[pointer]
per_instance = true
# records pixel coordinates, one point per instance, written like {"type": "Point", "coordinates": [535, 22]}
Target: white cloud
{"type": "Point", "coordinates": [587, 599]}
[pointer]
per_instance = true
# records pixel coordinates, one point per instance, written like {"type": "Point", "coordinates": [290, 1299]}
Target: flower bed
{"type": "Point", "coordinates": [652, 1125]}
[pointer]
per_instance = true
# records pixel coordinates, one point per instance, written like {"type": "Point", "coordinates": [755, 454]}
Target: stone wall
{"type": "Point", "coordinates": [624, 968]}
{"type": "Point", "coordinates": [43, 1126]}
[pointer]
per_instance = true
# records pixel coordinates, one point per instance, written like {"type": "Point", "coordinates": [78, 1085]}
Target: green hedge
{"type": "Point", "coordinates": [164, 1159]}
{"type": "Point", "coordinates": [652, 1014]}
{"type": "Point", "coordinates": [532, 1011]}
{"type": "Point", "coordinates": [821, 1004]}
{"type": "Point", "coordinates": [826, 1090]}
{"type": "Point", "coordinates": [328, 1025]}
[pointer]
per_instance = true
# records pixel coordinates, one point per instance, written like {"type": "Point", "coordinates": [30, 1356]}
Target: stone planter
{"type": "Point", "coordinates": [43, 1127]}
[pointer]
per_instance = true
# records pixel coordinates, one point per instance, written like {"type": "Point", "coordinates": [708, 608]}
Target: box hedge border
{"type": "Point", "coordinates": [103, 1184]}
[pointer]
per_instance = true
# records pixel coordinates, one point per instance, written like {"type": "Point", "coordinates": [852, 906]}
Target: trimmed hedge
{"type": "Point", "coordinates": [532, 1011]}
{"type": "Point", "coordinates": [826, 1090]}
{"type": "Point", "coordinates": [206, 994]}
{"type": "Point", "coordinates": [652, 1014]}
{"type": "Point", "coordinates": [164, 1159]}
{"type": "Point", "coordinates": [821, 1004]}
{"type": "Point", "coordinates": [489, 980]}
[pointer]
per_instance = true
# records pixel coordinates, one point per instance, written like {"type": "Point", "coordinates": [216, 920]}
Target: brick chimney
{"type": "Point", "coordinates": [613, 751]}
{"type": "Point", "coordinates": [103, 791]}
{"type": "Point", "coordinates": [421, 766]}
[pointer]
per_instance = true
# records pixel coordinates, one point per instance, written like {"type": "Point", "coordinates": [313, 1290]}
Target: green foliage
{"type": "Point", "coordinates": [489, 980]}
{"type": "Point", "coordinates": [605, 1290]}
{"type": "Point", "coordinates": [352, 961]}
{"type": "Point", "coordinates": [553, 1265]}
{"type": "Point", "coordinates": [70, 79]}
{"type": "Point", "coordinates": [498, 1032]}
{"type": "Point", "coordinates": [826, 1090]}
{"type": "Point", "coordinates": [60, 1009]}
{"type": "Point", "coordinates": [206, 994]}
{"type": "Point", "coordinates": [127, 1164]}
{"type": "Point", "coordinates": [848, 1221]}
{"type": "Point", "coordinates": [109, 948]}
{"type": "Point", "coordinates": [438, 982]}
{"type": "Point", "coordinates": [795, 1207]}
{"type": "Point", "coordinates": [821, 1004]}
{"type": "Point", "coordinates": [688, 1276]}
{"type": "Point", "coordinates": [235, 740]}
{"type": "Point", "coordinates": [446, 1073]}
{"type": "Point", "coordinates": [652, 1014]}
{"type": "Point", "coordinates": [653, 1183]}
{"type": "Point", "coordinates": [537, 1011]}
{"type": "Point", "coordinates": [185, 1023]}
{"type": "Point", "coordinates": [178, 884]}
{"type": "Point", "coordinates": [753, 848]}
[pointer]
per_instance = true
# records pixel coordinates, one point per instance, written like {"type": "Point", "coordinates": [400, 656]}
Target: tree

........

▸ Set task
Copy out every line of the data above, exactly as given.

▸ In response
[pointer]
per_instance = true
# records pixel coordinates, one point per instance, written like {"type": "Point", "coordinates": [535, 22]}
Target: white cloud
{"type": "Point", "coordinates": [587, 599]}
[pointer]
per_instance = true
# records pixel coordinates, one point per instance, written like {"type": "Point", "coordinates": [290, 1299]}
Target: flower bed
{"type": "Point", "coordinates": [652, 1125]}
[pointer]
per_instance = true
# records pixel coordinates, one point per instance, written like {"type": "Point", "coordinates": [755, 454]}
Target: stone wall
{"type": "Point", "coordinates": [624, 968]}
{"type": "Point", "coordinates": [43, 1126]}
[pointer]
per_instance = true
# records pixel coordinates, one point per instance, written like {"type": "Point", "coordinates": [78, 1085]}
Target: green hedge
{"type": "Point", "coordinates": [164, 1159]}
{"type": "Point", "coordinates": [652, 1014]}
{"type": "Point", "coordinates": [532, 1011]}
{"type": "Point", "coordinates": [821, 1004]}
{"type": "Point", "coordinates": [826, 1090]}
{"type": "Point", "coordinates": [328, 1025]}
[pointer]
per_instance = true
# records pixel coordinates, one point per instance, written like {"type": "Point", "coordinates": [30, 1356]}
Target: stone planter
{"type": "Point", "coordinates": [43, 1127]}
[pointer]
per_instance = true
# records pixel coordinates, one point per instance, written like {"type": "Point", "coordinates": [708, 608]}
Target: box hedge border
{"type": "Point", "coordinates": [103, 1184]}
[pointer]
per_instance = true
# records pixel coordinates, one point per instance, written like {"type": "Point", "coordinates": [852, 906]}
Target: trimmed hedge
{"type": "Point", "coordinates": [532, 1011]}
{"type": "Point", "coordinates": [826, 1090]}
{"type": "Point", "coordinates": [206, 994]}
{"type": "Point", "coordinates": [652, 1014]}
{"type": "Point", "coordinates": [164, 1159]}
{"type": "Point", "coordinates": [821, 1004]}
{"type": "Point", "coordinates": [489, 980]}
[pointer]
per_instance = true
# records pixel coordinates, one point per instance, written like {"type": "Point", "coordinates": [216, 920]}
Target: brick chimney
{"type": "Point", "coordinates": [613, 751]}
{"type": "Point", "coordinates": [103, 791]}
{"type": "Point", "coordinates": [421, 766]}
[pointer]
per_instance = true
# records pixel coordinates, one point per instance, written like {"type": "Point", "coordinates": [313, 1290]}
Target: green foliage
{"type": "Point", "coordinates": [489, 980]}
{"type": "Point", "coordinates": [605, 1290]}
{"type": "Point", "coordinates": [352, 961]}
{"type": "Point", "coordinates": [553, 1265]}
{"type": "Point", "coordinates": [70, 79]}
{"type": "Point", "coordinates": [498, 1032]}
{"type": "Point", "coordinates": [826, 1090]}
{"type": "Point", "coordinates": [60, 1009]}
{"type": "Point", "coordinates": [206, 994]}
{"type": "Point", "coordinates": [127, 1164]}
{"type": "Point", "coordinates": [848, 1221]}
{"type": "Point", "coordinates": [109, 948]}
{"type": "Point", "coordinates": [438, 982]}
{"type": "Point", "coordinates": [795, 1207]}
{"type": "Point", "coordinates": [821, 1004]}
{"type": "Point", "coordinates": [688, 1276]}
{"type": "Point", "coordinates": [235, 740]}
{"type": "Point", "coordinates": [446, 1073]}
{"type": "Point", "coordinates": [652, 1014]}
{"type": "Point", "coordinates": [653, 1183]}
{"type": "Point", "coordinates": [537, 1011]}
{"type": "Point", "coordinates": [185, 1023]}
{"type": "Point", "coordinates": [178, 884]}
{"type": "Point", "coordinates": [753, 848]}
[pointer]
per_instance = true
# records pixel coordinates, one point per instance, written like {"type": "Point", "coordinates": [400, 656]}
Target: tree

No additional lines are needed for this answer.